_Set task_
Pick out every line of the listing below that contains the word "wall", and copy each such line in full.
## START
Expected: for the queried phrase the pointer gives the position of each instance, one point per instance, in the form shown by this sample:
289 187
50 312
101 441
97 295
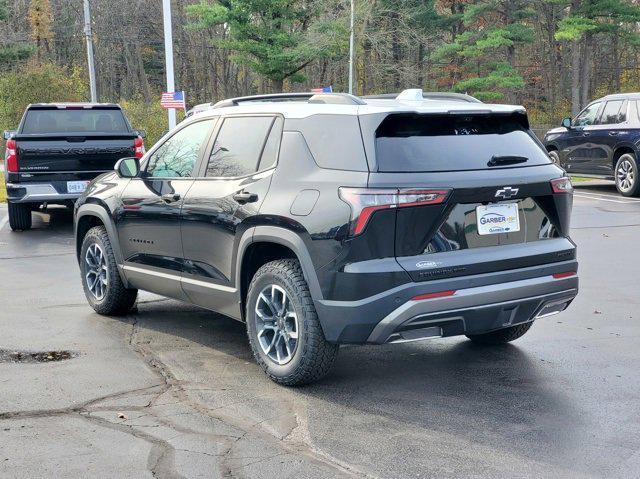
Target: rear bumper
505 299
37 193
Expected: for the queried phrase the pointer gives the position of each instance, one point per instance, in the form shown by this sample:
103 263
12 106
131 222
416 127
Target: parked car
338 220
58 148
601 142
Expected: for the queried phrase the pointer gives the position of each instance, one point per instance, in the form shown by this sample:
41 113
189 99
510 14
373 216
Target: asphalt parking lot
172 391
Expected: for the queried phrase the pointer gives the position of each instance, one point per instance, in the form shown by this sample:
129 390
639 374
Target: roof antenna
412 94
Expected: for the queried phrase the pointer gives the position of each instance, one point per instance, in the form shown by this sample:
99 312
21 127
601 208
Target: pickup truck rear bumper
37 193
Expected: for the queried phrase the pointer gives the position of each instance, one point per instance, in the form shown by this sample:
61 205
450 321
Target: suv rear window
79 120
423 143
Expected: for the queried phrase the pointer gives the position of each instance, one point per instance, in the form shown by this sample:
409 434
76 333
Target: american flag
325 89
172 99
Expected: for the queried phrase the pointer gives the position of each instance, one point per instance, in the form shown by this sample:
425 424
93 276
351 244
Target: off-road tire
20 216
634 190
117 300
314 355
501 336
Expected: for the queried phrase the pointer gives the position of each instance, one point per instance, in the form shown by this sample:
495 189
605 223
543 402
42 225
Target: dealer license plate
497 218
76 186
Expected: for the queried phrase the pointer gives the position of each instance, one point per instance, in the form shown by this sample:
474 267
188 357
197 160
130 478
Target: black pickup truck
58 149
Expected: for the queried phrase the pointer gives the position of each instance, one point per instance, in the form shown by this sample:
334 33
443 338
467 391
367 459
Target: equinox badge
507 192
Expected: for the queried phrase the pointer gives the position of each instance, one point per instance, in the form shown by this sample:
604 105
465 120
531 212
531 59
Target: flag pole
351 48
168 53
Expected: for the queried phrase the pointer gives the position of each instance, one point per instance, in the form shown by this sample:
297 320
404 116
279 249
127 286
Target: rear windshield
424 143
74 121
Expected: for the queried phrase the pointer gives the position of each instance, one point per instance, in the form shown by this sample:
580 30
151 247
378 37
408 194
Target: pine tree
588 20
488 35
270 36
40 21
11 52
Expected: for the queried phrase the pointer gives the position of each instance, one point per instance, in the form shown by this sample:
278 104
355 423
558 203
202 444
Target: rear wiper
506 160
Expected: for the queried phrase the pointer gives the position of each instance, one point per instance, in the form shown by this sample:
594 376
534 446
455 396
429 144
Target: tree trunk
585 94
575 78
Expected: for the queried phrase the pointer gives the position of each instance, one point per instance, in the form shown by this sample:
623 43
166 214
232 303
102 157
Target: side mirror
127 167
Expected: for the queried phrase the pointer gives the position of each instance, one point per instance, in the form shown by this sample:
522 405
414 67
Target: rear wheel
101 281
20 216
501 336
627 175
283 327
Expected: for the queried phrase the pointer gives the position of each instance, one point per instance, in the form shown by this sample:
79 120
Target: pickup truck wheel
283 327
20 216
501 336
101 281
627 175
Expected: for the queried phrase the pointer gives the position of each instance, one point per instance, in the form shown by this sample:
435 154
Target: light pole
90 60
351 48
168 53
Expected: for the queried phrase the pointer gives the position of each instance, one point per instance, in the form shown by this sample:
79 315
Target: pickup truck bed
58 149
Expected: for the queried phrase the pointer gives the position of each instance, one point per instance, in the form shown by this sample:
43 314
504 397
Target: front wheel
101 281
283 327
501 336
627 175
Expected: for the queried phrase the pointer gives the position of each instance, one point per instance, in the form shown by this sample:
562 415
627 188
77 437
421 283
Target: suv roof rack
326 98
427 95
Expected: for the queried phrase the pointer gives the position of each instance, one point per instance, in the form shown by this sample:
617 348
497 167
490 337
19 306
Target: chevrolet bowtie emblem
507 192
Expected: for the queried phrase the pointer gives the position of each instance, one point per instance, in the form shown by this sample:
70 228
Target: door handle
170 197
245 197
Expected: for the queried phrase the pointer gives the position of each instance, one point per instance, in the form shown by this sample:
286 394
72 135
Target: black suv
602 142
328 219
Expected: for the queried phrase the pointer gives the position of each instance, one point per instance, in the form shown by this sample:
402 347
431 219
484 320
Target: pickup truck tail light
138 145
11 156
562 185
366 201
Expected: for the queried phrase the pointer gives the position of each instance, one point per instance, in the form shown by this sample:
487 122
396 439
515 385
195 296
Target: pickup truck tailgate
53 153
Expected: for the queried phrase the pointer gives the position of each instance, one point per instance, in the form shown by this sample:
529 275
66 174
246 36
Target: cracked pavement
172 391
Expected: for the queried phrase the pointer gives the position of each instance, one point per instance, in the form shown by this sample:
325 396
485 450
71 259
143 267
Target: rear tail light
11 156
365 201
562 185
138 145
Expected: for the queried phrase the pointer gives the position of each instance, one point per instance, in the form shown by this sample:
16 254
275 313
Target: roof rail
428 96
326 98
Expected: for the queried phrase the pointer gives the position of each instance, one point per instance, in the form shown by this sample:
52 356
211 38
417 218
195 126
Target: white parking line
595 198
606 195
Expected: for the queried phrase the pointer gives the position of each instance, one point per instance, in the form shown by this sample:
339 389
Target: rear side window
614 112
424 143
238 146
74 121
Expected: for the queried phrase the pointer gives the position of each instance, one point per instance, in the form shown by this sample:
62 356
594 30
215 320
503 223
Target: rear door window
424 143
588 116
614 112
74 120
238 146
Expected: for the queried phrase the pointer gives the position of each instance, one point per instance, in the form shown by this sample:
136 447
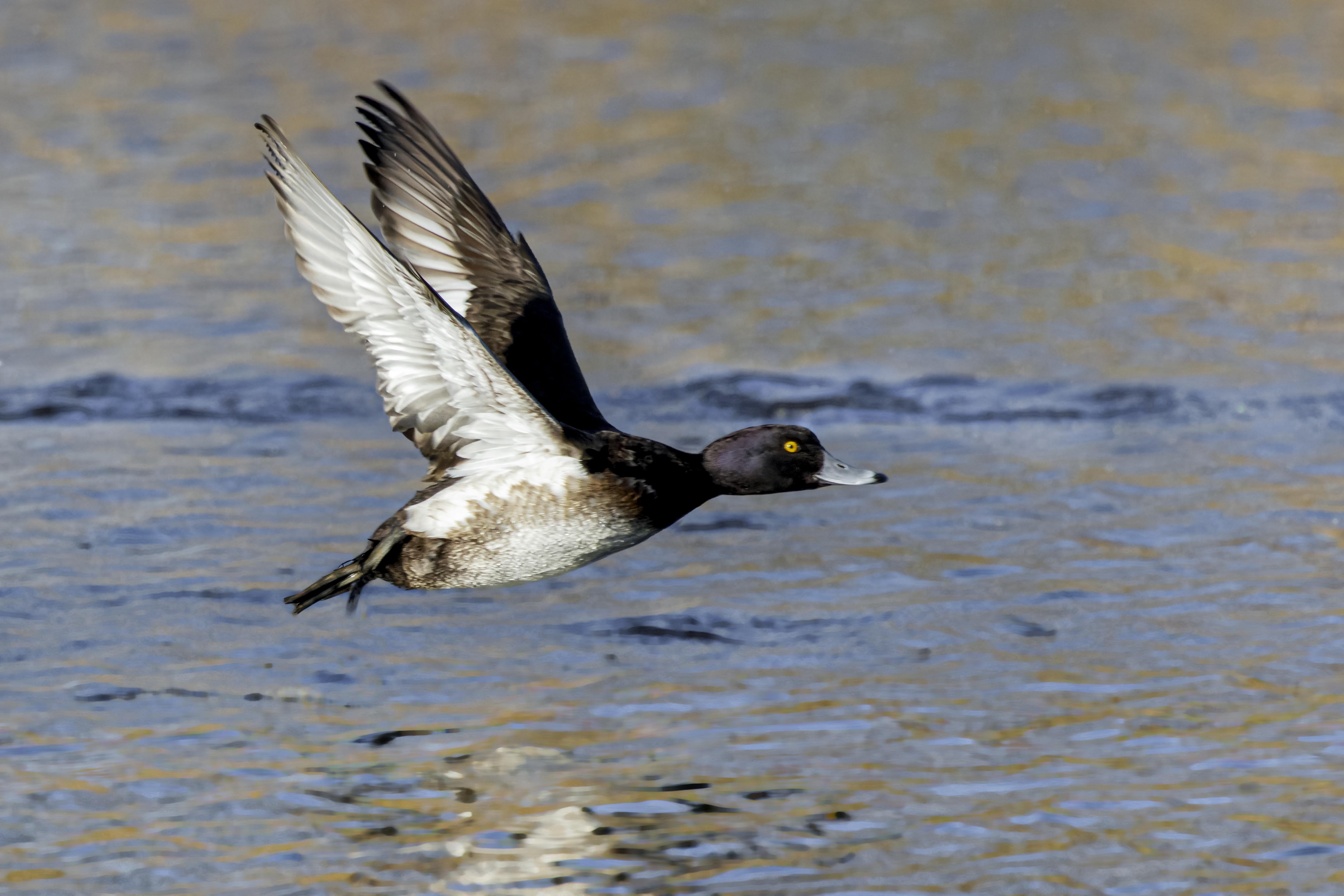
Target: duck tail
353 577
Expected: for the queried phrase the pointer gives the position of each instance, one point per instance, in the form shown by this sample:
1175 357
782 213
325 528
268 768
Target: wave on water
738 397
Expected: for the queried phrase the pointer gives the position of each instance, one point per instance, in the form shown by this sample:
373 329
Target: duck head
764 460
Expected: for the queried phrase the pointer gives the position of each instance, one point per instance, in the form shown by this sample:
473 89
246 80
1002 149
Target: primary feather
440 383
437 219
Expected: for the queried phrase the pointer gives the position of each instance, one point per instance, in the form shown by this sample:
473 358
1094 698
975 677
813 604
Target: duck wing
441 386
436 218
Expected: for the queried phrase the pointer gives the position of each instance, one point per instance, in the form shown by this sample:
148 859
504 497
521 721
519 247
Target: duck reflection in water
526 477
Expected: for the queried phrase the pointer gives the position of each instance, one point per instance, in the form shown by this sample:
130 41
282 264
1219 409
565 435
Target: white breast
517 527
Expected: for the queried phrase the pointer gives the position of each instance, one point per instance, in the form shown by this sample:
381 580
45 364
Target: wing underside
440 383
437 219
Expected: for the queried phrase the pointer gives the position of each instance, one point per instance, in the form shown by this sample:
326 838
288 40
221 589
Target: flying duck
526 477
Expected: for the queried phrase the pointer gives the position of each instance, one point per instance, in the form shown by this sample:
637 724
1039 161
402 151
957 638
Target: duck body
619 492
526 479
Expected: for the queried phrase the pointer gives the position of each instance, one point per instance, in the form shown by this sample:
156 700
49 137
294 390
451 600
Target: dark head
764 460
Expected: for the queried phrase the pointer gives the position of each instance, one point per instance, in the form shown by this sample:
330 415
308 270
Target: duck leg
353 577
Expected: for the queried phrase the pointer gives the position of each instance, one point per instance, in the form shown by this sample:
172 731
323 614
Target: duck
527 479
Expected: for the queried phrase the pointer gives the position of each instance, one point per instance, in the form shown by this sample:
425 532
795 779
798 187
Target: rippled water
1068 273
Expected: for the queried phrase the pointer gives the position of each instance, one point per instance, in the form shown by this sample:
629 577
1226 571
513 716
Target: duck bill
837 473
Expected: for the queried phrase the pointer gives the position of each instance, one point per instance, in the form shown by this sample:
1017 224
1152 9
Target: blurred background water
1070 273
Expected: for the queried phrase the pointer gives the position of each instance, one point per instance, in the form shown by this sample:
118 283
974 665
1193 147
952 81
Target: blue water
1068 274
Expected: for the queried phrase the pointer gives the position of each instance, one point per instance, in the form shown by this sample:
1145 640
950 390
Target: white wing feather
439 382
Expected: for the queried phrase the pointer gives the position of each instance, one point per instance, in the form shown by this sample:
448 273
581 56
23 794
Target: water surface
1069 274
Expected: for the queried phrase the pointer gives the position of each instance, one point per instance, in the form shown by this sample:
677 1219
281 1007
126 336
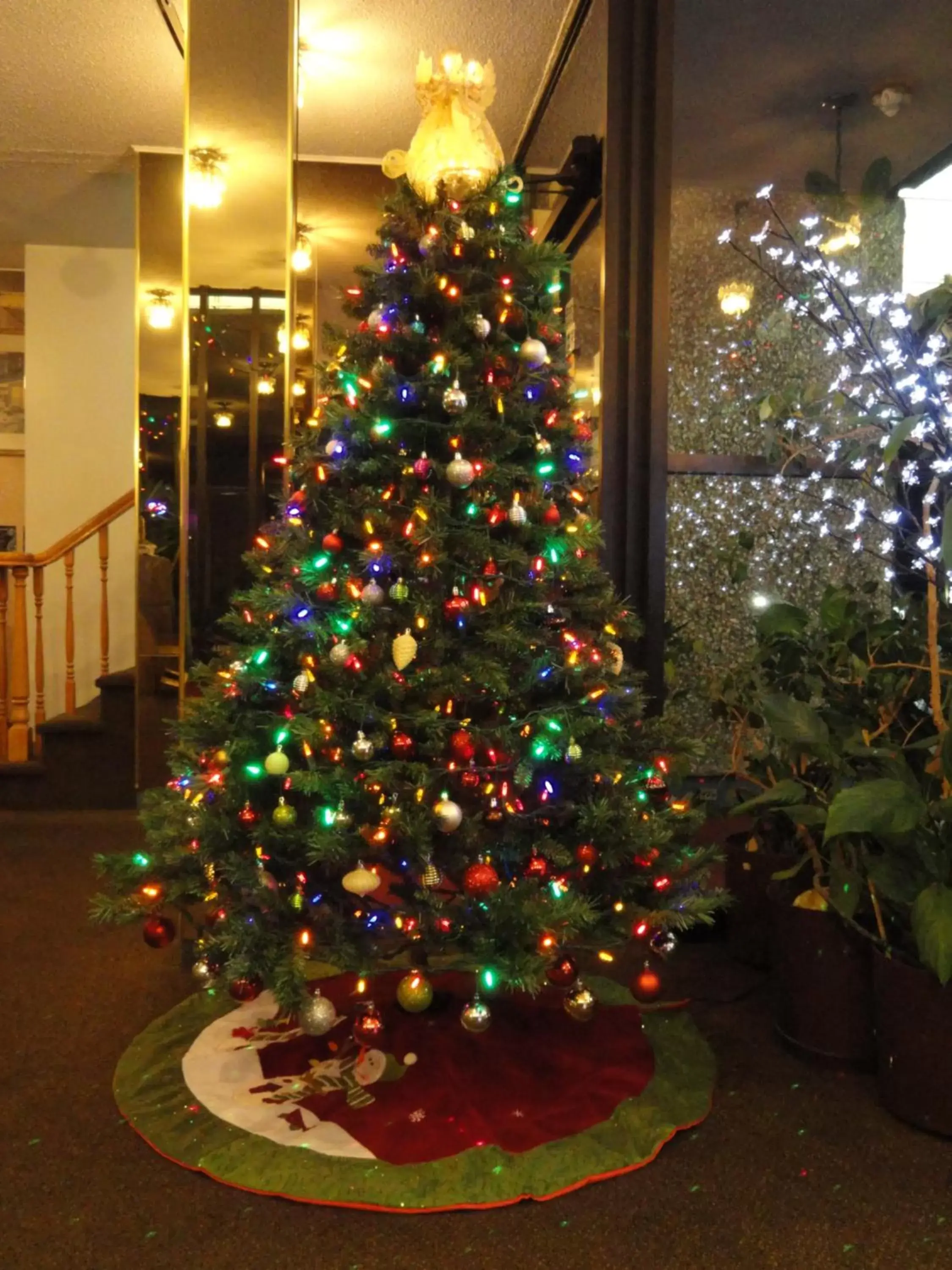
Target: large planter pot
914 1043
822 982
751 917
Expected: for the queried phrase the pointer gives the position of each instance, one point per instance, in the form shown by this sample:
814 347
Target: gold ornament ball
579 1004
277 764
476 1015
283 814
360 882
318 1015
414 992
339 653
450 816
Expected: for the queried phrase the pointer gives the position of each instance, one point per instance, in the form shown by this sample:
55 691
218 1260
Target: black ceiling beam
570 37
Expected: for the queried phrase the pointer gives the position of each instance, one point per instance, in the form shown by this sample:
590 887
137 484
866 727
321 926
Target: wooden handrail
72 540
19 715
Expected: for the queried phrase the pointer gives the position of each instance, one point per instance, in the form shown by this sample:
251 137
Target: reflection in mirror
159 492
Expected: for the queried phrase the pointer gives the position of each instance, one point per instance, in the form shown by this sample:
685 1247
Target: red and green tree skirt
421 740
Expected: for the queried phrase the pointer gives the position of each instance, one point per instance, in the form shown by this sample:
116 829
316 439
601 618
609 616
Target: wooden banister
72 540
18 734
4 685
17 717
39 666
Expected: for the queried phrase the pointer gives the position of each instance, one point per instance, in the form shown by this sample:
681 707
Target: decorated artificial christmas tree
419 746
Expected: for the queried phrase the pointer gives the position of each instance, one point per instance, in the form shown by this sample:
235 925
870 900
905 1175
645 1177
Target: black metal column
636 207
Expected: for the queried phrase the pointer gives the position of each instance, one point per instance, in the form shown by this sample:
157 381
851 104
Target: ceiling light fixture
206 177
160 312
303 256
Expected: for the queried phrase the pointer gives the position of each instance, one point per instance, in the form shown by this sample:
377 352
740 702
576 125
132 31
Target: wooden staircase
84 757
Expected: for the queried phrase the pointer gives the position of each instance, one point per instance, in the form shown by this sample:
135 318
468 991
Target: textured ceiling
749 79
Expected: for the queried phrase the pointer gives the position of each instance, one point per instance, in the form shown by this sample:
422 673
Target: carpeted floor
798 1168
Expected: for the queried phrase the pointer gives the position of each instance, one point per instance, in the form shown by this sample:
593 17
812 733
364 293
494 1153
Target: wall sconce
160 312
734 298
206 178
303 256
848 235
301 340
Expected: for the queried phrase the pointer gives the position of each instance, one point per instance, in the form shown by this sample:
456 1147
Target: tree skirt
437 1118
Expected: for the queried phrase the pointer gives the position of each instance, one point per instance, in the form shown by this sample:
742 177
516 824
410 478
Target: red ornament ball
159 933
645 986
461 746
586 854
369 1027
480 881
456 606
564 972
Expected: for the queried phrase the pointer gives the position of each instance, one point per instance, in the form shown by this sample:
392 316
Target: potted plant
857 752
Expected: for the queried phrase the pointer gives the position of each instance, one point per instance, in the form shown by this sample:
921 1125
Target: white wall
80 445
927 244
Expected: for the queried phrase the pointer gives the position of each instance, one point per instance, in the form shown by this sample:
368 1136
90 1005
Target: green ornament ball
283 816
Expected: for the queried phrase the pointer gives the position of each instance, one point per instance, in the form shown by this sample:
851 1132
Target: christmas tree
421 746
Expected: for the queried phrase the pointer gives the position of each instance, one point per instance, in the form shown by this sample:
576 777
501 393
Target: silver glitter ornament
476 1015
534 353
372 595
460 472
455 400
204 972
517 514
579 1002
318 1015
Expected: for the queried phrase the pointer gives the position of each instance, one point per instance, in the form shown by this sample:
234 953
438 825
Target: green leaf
794 721
884 806
819 183
932 928
845 887
782 619
878 178
806 813
784 792
899 436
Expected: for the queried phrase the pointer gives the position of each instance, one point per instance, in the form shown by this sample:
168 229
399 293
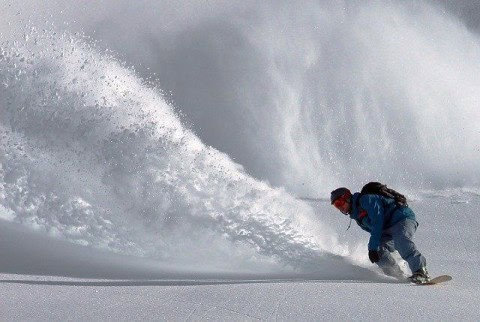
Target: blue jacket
376 213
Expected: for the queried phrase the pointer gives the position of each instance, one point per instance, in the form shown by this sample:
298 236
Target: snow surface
194 185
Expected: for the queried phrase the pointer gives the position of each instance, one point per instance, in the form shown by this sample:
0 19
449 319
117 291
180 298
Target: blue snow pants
399 237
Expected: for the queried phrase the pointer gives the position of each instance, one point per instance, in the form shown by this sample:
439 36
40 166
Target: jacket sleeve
374 207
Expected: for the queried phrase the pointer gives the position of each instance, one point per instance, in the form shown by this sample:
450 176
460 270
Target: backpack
377 188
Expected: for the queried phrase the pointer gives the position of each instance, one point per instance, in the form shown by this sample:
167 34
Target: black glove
373 255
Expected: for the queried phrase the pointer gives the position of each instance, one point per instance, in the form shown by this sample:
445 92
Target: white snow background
173 160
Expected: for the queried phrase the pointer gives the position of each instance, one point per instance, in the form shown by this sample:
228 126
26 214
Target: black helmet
339 192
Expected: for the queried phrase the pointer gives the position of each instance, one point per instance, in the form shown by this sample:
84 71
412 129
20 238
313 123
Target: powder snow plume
92 154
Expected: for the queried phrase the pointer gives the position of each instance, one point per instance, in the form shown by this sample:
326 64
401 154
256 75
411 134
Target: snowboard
437 280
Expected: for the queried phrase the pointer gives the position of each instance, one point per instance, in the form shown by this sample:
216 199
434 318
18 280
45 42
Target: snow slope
447 235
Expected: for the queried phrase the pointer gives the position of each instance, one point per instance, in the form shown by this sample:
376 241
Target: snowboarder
391 228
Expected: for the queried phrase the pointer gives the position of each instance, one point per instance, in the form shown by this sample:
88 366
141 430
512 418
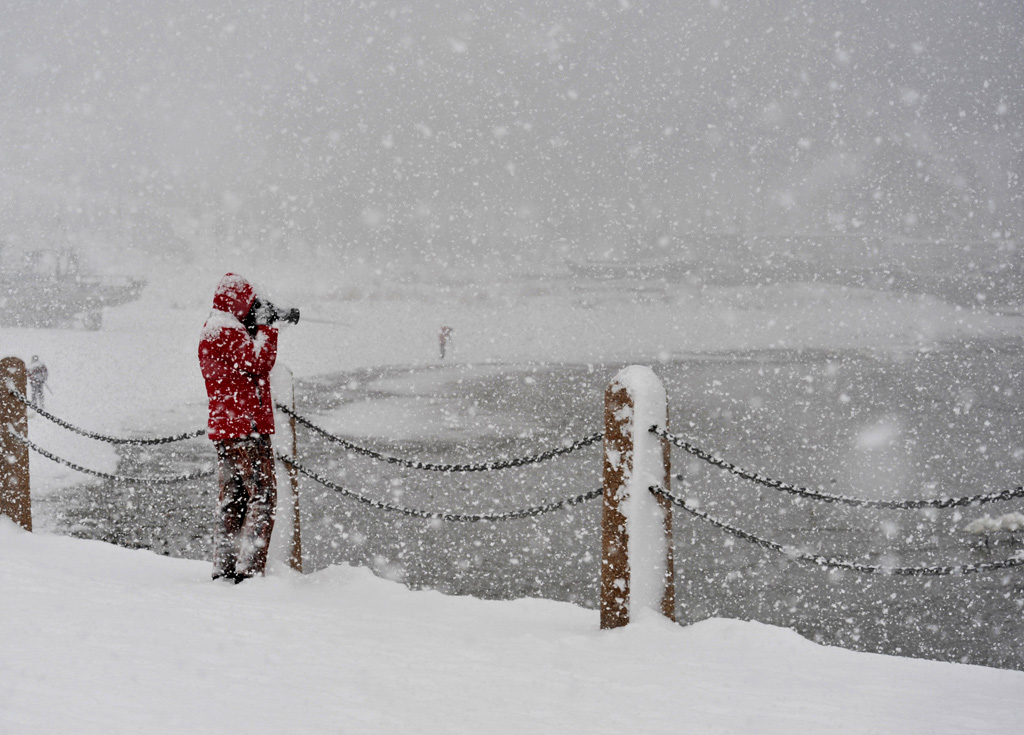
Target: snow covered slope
98 639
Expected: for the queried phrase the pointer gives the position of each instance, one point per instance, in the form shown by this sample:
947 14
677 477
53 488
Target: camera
267 313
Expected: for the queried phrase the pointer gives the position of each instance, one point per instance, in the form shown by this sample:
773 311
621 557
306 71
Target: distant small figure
37 379
446 340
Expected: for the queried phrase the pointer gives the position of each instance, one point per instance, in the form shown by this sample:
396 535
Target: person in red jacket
237 351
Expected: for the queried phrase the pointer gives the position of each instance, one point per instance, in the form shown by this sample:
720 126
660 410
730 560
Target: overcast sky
471 127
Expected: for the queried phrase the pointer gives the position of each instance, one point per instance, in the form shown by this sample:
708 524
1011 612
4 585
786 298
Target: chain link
127 479
103 437
414 465
827 496
440 515
799 556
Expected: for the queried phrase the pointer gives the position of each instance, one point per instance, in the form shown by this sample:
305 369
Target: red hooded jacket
237 368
## END
_Output_
Target: wall sconce
Target: white wall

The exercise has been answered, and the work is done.